══ Available data ══
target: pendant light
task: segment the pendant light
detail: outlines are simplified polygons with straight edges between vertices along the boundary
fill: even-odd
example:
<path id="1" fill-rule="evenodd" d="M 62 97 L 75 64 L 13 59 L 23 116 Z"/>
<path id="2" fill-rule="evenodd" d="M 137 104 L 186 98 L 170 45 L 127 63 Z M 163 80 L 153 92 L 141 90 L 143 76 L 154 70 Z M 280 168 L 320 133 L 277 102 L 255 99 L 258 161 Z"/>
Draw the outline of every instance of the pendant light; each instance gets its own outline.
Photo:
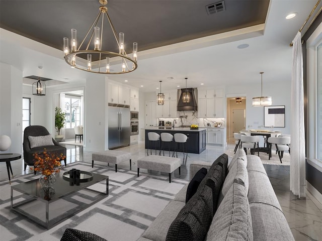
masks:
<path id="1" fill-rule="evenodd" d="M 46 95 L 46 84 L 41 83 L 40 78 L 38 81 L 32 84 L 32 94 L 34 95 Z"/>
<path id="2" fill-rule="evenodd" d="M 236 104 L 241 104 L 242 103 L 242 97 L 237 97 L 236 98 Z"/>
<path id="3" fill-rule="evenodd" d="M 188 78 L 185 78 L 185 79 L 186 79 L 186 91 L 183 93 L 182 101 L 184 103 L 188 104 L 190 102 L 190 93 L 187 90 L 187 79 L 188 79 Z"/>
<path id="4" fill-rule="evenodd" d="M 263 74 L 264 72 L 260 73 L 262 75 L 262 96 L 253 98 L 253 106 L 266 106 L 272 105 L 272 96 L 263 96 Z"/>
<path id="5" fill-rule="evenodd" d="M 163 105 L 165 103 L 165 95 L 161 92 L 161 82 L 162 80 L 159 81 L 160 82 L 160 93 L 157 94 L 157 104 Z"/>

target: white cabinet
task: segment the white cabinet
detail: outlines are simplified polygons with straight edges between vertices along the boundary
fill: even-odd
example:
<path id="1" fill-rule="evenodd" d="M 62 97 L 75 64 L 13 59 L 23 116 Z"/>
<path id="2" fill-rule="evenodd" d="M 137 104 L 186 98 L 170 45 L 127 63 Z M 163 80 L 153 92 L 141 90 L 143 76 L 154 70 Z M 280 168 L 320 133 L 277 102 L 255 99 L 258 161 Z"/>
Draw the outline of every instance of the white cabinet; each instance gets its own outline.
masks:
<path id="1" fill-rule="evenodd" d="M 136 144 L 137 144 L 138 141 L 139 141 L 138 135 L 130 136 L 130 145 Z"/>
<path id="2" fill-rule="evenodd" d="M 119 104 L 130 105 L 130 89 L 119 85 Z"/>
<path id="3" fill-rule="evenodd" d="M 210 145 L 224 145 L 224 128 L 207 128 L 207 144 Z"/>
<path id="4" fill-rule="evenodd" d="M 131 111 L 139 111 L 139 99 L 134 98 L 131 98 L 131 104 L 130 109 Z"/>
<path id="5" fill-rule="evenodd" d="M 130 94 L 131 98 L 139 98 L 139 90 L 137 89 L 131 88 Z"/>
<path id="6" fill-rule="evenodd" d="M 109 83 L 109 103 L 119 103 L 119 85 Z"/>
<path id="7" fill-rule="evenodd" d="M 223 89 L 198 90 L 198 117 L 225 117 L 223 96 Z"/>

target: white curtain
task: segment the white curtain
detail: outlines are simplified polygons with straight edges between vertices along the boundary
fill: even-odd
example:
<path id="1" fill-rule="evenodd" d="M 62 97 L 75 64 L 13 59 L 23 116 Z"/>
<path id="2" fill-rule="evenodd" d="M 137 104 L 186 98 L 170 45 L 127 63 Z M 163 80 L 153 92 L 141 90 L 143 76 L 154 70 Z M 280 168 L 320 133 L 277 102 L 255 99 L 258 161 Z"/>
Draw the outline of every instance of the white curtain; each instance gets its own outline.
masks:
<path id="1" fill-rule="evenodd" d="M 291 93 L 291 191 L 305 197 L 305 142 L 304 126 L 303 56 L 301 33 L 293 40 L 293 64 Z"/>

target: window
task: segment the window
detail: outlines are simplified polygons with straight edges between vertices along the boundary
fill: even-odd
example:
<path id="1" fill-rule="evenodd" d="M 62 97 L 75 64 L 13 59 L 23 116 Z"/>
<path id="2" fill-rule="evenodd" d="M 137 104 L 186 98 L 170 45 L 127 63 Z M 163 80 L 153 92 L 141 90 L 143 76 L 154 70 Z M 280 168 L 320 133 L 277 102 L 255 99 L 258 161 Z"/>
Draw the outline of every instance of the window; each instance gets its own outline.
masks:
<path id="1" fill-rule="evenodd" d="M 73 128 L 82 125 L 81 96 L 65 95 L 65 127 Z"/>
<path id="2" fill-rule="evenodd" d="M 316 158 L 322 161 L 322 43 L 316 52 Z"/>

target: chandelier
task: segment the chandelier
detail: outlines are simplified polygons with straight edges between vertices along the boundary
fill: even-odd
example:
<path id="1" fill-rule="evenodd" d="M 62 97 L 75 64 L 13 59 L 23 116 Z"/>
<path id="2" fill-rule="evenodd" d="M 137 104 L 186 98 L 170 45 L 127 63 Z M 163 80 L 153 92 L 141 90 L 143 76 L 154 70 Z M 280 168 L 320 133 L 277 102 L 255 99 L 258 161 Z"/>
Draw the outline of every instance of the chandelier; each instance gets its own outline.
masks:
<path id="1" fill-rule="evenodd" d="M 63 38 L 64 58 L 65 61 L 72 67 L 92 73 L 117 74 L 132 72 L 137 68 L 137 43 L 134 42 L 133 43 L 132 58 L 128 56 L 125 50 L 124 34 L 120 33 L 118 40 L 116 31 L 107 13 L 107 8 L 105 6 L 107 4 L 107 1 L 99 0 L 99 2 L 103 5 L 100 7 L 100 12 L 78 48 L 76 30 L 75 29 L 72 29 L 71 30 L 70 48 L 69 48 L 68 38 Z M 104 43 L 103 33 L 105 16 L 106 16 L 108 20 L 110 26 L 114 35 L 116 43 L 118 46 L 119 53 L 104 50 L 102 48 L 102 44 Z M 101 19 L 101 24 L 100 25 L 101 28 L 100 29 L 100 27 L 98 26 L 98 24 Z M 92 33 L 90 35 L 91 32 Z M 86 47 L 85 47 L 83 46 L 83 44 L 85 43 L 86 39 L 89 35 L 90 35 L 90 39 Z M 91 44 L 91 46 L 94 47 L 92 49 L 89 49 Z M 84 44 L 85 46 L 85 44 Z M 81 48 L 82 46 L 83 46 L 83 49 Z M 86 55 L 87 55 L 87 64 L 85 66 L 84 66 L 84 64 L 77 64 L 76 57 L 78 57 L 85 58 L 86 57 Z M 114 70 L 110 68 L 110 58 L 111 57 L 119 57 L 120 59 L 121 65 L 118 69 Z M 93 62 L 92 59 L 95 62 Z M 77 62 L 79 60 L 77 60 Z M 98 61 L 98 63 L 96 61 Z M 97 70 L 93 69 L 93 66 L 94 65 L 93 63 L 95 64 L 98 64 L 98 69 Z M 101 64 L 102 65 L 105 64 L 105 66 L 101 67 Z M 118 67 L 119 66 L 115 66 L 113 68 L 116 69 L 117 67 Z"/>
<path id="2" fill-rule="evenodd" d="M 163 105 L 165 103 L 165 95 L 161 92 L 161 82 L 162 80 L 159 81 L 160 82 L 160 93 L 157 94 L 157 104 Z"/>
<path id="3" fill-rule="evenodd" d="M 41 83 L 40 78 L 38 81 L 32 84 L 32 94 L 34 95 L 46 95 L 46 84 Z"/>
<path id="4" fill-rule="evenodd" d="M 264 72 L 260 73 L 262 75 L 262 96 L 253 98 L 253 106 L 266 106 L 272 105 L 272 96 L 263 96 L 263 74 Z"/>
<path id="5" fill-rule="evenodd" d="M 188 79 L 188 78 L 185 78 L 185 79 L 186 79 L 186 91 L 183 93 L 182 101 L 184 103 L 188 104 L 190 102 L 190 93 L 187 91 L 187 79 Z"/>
═══
══ Available data ══
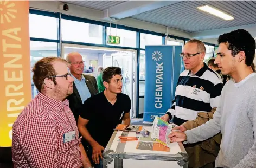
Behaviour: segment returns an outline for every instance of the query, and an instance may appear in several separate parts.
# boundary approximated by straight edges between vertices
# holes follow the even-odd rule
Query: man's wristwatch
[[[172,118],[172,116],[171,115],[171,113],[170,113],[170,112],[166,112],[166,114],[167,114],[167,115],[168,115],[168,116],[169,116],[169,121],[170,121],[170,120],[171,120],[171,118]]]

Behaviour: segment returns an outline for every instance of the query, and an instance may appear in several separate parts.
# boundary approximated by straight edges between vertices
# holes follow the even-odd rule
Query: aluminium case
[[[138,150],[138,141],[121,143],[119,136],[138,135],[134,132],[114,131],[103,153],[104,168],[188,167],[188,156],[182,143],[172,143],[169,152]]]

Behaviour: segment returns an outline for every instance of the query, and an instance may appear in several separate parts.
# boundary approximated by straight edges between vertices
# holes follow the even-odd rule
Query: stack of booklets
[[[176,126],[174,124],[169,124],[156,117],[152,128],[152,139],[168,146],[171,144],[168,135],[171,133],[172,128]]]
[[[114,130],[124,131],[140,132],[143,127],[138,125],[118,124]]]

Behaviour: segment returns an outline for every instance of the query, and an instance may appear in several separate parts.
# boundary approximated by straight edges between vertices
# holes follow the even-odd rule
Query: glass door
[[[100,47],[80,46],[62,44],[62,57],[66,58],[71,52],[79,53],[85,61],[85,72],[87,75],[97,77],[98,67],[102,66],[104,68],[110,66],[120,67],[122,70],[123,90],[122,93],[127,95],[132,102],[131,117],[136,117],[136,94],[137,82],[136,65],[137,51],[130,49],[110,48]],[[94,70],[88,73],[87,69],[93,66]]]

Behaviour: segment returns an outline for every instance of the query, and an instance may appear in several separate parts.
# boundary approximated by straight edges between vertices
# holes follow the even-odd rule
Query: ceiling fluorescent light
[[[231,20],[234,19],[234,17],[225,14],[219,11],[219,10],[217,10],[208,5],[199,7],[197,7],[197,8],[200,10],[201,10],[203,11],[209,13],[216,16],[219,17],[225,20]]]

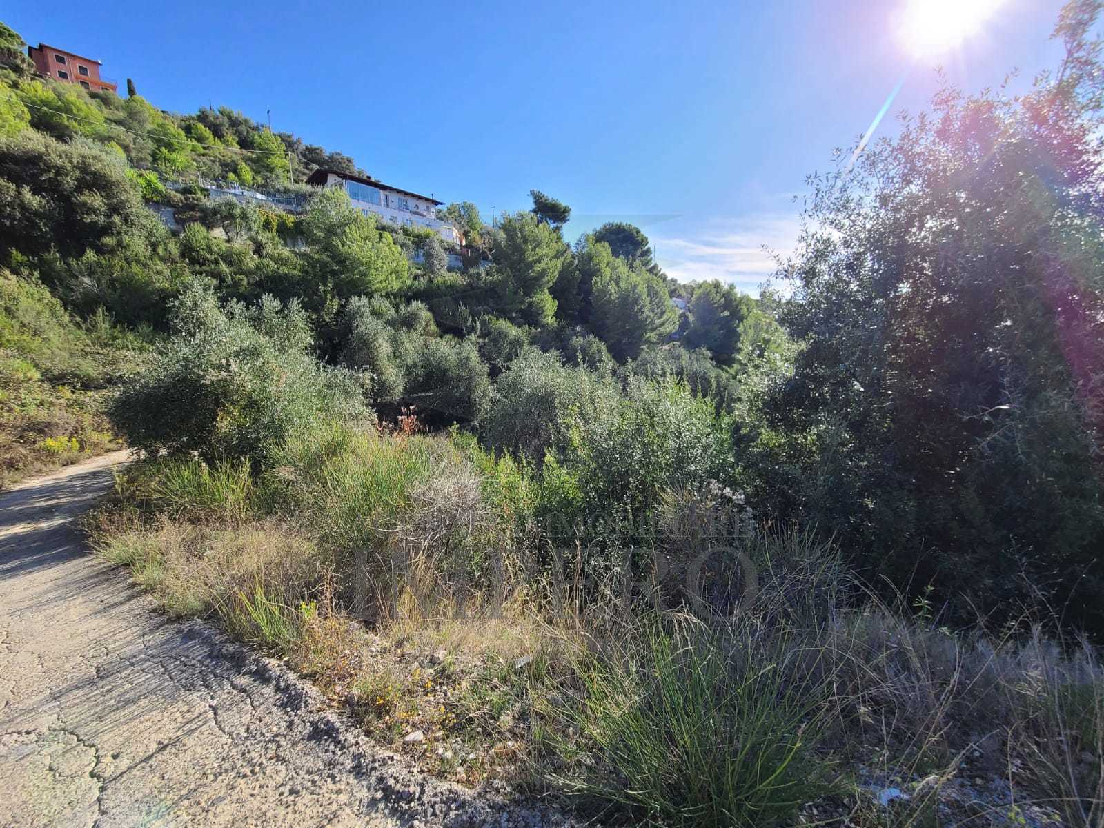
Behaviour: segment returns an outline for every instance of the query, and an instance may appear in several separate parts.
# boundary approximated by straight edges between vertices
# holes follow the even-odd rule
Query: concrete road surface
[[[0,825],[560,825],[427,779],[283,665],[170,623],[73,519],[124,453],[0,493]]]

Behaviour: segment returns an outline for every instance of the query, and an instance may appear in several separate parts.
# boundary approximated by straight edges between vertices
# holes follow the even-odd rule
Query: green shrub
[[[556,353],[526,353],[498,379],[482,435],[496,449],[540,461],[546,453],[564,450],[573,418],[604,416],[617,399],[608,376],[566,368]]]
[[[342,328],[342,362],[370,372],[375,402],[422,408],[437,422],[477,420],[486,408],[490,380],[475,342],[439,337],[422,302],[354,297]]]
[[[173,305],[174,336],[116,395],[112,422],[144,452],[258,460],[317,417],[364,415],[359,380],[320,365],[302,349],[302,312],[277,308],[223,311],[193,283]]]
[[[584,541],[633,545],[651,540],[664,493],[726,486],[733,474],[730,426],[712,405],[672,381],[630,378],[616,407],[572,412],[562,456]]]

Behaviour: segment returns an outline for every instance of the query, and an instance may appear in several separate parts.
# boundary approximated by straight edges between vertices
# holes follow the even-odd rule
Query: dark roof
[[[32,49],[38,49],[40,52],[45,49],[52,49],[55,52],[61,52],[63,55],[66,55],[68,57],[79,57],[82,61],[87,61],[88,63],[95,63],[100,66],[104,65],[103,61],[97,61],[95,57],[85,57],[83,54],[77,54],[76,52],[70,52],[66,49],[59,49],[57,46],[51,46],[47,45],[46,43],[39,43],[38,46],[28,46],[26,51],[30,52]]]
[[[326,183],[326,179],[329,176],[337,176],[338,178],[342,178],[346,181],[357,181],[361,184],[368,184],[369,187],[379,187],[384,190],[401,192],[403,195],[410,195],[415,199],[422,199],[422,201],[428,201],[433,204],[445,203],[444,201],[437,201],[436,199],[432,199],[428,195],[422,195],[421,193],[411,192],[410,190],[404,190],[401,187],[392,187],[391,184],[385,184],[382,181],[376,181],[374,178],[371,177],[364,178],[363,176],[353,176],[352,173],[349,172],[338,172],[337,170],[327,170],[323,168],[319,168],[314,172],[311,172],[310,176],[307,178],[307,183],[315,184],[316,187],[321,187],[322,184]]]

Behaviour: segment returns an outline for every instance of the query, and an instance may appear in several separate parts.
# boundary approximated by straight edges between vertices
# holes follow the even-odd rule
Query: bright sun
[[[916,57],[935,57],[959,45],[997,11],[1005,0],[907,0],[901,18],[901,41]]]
═══
══ Available data ══
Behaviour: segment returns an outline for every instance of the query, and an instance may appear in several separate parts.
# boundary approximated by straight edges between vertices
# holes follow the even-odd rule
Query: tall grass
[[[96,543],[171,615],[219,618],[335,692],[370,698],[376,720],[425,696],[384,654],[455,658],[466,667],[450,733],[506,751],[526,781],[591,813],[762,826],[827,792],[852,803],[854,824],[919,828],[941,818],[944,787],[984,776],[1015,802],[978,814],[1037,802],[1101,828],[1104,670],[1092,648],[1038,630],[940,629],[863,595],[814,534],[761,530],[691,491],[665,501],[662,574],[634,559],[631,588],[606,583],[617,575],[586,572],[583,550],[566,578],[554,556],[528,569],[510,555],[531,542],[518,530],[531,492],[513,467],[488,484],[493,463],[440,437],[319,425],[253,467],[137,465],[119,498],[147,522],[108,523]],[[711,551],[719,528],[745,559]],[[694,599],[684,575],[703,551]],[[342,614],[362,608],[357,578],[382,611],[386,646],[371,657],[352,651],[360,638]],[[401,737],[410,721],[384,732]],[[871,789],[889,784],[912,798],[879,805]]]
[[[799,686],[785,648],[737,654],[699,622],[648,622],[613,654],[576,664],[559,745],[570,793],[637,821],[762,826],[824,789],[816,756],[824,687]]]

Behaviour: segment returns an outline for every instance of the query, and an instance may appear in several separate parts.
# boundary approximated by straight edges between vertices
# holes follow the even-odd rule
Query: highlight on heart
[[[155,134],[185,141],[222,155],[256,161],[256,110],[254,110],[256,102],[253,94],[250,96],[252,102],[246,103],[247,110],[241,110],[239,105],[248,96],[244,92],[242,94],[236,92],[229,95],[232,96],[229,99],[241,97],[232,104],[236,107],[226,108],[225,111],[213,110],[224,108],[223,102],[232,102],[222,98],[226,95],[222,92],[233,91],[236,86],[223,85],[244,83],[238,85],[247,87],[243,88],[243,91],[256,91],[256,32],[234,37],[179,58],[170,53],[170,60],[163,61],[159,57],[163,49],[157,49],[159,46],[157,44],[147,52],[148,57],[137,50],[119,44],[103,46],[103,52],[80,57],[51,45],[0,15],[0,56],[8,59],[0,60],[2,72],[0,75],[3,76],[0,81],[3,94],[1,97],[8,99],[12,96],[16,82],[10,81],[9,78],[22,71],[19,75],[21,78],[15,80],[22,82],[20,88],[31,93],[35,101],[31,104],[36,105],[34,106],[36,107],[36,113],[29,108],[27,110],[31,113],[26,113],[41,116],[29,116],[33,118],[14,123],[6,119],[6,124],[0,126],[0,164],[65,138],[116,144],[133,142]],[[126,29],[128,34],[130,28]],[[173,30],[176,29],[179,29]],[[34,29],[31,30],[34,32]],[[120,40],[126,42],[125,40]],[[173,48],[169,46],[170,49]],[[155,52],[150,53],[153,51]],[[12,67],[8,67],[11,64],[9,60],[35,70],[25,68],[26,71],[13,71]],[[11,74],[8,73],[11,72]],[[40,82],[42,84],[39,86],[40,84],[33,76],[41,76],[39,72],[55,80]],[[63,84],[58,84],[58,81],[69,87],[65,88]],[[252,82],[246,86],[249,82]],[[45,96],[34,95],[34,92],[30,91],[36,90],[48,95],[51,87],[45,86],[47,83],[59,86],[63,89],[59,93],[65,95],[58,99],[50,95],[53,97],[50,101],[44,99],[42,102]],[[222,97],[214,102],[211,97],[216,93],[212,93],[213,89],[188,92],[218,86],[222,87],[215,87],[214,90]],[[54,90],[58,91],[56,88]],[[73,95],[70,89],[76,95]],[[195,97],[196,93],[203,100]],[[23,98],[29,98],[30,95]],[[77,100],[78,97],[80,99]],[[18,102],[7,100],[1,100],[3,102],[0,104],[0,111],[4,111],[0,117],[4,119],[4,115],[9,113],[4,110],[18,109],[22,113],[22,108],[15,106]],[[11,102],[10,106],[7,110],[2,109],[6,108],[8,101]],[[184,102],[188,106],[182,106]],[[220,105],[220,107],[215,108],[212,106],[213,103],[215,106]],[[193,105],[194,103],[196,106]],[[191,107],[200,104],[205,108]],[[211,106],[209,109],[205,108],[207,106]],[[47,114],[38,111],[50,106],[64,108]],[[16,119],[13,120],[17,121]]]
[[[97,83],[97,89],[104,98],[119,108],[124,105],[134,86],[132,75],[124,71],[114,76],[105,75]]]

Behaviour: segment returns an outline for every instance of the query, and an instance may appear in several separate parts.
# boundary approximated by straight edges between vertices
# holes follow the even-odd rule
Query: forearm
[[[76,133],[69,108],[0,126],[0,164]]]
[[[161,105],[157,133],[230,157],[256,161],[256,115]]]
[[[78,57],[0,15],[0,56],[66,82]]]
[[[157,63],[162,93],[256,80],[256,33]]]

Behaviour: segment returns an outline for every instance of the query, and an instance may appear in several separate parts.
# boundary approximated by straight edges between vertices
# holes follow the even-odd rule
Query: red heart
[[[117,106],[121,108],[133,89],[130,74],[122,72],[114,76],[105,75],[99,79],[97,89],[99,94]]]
═══
### Task brief
Return the lines of the listing above unchanged, from the line with "target: white cabinet" up to and including the line with "131 111 L 139".

### Task output
target: white cabinet
task: segment the white cabinet
detail: outlines are simplified polygons with straight edges between vertices along the boundary
fill: even-odd
example:
<path id="1" fill-rule="evenodd" d="M 62 97 L 75 64 L 13 59 L 23 116 Z"/>
<path id="2" fill-rule="evenodd" d="M 137 104 L 186 98 L 170 45 L 127 63 Z M 163 80 L 153 92 L 141 90 L 143 76 L 154 70 Z M 280 168 L 320 133 L 277 102 L 255 99 L 258 161 Z"/>
Draw the outline of every instance of the white cabinet; each instance gets its own outline.
masks:
<path id="1" fill-rule="evenodd" d="M 136 144 L 137 144 L 138 141 L 139 141 L 138 135 L 130 136 L 130 145 Z"/>
<path id="2" fill-rule="evenodd" d="M 119 104 L 130 105 L 130 89 L 119 85 Z"/>
<path id="3" fill-rule="evenodd" d="M 210 145 L 224 145 L 224 128 L 207 128 L 207 144 Z"/>
<path id="4" fill-rule="evenodd" d="M 131 111 L 139 111 L 139 99 L 134 98 L 131 98 L 131 104 L 130 109 Z"/>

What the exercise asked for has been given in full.